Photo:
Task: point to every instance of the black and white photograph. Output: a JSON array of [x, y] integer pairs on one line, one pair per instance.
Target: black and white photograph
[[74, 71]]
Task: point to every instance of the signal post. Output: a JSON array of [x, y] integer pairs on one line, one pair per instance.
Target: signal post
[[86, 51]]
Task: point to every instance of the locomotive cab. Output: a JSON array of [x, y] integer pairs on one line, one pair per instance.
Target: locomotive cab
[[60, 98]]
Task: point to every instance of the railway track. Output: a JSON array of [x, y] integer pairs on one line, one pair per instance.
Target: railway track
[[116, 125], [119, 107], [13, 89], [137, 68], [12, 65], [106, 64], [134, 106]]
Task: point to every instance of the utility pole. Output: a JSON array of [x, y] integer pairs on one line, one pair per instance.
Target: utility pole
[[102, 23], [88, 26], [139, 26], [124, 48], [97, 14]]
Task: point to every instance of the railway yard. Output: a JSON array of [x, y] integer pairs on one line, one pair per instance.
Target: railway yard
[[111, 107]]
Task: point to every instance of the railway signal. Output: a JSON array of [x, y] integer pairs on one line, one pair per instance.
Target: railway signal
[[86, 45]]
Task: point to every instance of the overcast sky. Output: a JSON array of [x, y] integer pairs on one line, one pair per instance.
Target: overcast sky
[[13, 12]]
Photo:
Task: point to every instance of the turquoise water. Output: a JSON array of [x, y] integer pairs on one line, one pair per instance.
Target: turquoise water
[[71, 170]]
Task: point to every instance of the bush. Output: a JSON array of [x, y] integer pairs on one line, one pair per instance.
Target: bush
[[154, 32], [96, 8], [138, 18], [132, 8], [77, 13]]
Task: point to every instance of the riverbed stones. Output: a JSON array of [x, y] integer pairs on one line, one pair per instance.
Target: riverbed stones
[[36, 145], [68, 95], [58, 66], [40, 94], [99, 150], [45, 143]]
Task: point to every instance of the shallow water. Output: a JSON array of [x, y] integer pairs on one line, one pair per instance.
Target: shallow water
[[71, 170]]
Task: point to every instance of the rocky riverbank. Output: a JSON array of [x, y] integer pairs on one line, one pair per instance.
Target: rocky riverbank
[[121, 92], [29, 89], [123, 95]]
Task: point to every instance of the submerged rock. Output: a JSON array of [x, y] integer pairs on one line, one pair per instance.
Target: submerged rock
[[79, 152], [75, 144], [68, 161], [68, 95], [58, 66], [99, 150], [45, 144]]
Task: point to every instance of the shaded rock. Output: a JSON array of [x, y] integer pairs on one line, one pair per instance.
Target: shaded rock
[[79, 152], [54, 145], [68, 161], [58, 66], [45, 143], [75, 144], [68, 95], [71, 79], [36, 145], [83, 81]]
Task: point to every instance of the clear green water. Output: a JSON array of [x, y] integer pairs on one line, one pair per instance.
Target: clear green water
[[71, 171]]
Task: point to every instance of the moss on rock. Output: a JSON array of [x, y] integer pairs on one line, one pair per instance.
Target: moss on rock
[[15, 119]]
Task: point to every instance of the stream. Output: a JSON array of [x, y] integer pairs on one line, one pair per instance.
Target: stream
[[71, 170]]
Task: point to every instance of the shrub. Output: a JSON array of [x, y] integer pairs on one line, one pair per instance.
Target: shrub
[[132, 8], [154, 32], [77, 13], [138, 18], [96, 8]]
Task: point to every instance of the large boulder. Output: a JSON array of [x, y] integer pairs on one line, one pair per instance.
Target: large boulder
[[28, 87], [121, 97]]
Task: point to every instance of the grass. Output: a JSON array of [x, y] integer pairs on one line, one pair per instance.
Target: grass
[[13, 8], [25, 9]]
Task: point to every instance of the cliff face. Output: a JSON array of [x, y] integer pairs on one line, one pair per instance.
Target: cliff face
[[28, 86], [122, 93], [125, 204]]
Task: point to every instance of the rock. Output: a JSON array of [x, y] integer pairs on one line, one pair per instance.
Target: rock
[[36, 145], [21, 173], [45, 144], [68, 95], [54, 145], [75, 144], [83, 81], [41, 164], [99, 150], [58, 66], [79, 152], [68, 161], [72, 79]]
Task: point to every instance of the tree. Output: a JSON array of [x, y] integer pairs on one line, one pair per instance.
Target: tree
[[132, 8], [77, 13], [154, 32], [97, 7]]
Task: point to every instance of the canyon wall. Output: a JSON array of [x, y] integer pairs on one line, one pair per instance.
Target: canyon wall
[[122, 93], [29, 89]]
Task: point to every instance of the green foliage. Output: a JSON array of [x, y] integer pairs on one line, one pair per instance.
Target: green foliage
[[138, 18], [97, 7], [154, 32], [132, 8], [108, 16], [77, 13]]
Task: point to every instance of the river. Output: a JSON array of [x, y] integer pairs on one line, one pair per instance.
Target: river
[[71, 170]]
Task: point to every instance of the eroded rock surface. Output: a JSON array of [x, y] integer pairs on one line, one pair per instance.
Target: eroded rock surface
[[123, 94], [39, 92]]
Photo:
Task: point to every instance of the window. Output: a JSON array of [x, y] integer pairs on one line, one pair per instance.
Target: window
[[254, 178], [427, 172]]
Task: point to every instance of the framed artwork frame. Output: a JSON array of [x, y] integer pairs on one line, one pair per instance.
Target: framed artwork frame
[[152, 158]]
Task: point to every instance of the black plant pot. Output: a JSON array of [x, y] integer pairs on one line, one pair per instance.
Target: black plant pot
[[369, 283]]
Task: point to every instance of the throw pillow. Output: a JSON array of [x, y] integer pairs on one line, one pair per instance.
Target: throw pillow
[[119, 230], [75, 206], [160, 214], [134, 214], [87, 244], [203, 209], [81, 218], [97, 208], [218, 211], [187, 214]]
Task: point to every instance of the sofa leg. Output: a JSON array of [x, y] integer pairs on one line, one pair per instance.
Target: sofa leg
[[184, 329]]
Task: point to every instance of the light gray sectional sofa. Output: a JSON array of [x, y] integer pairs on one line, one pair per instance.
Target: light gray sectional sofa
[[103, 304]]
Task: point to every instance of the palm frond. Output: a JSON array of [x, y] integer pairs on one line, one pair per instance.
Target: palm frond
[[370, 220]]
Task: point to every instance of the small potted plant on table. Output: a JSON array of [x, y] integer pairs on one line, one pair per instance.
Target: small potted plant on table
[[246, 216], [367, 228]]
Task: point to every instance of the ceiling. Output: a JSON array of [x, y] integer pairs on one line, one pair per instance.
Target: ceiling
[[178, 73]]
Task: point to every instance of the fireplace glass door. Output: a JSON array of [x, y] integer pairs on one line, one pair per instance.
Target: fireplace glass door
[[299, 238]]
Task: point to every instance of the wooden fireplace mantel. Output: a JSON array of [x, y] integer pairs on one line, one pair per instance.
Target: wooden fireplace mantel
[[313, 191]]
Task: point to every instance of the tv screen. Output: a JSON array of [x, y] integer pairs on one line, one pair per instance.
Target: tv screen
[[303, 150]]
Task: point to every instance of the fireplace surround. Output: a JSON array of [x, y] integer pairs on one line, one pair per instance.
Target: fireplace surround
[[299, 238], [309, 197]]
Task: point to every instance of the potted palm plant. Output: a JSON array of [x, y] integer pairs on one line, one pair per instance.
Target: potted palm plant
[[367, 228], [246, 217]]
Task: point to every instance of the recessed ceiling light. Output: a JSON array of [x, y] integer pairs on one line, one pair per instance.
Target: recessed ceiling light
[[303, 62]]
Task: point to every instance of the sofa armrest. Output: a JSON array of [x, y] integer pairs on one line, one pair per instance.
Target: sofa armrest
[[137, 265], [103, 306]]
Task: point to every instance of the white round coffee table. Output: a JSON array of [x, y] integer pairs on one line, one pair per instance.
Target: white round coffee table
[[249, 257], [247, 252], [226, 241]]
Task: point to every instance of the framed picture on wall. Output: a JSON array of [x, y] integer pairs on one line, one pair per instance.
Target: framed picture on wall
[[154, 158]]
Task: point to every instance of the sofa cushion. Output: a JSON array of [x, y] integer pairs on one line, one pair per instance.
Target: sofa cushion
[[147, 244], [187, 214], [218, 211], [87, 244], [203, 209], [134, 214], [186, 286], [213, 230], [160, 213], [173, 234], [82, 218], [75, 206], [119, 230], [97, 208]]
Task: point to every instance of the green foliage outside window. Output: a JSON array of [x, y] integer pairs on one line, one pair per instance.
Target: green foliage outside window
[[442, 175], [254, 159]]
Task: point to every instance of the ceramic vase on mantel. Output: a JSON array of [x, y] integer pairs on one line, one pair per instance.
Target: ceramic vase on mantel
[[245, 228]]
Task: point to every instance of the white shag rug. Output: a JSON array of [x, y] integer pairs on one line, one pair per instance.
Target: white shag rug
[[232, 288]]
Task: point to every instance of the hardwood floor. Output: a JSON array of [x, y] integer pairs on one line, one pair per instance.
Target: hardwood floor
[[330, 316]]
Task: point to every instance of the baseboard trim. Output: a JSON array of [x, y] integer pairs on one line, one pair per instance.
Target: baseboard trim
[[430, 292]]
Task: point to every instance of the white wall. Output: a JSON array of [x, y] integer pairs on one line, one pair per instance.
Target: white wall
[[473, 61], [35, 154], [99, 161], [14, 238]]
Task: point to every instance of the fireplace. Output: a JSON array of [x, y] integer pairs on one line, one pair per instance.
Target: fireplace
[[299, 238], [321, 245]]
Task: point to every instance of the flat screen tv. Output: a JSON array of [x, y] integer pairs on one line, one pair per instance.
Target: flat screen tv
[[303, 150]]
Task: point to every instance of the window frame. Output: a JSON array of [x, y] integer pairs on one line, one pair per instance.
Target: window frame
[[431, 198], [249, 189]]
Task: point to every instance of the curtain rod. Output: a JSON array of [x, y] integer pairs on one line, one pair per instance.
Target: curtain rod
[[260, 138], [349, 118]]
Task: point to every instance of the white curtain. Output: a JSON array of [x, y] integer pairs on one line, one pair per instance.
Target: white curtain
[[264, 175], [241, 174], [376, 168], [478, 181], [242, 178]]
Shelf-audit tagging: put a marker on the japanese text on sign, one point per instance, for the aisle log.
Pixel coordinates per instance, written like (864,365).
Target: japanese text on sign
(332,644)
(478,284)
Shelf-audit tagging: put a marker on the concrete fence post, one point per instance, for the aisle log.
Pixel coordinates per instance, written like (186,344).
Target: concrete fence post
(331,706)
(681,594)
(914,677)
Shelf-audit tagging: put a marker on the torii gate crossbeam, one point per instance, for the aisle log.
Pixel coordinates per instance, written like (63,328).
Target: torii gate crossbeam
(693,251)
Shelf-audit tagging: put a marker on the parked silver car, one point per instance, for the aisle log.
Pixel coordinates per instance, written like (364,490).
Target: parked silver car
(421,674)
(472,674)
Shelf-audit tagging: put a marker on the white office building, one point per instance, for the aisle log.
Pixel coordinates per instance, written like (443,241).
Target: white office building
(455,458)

————

_EXERCISE AIM_. Every line from the one containing "Shelf-audit tagging: put a marker on the japanese" through the end of the data must be repeated exactly, and no other line.

_OUTPUT FOR THIS TASK_.
Shelf-audit tagging: put a marker on the japanese text on sign, one point per instance, for the aisle log.
Pixel coordinates per instance, written like (864,365).
Target: japanese text on sign
(332,644)
(478,284)
Shelf-audit tagging: put a marker on the concrete fence post, one point per instance, for the aisle log.
Pixel coordinates per instance, written like (186,344).
Target: concrete fence post
(331,706)
(681,594)
(914,677)
Shelf-audit tagging: put a marker on the torii gate crossbeam, one point per instance, for the aisle log.
Pixel coordinates per instance, written like (63,328).
Target: torii gate crossbeam
(693,251)
Shelf-audit tagging: put a marker on the parked silver car, one point per instance, for the aisle log.
Pixel coordinates per instance, written like (364,490).
Target: parked silver car
(421,674)
(472,674)
Shelf-audit tagging: put a marker on the white office building, one point per instance, for the aisle log.
Pixel coordinates per instance, written like (443,241).
Target: white office building
(455,458)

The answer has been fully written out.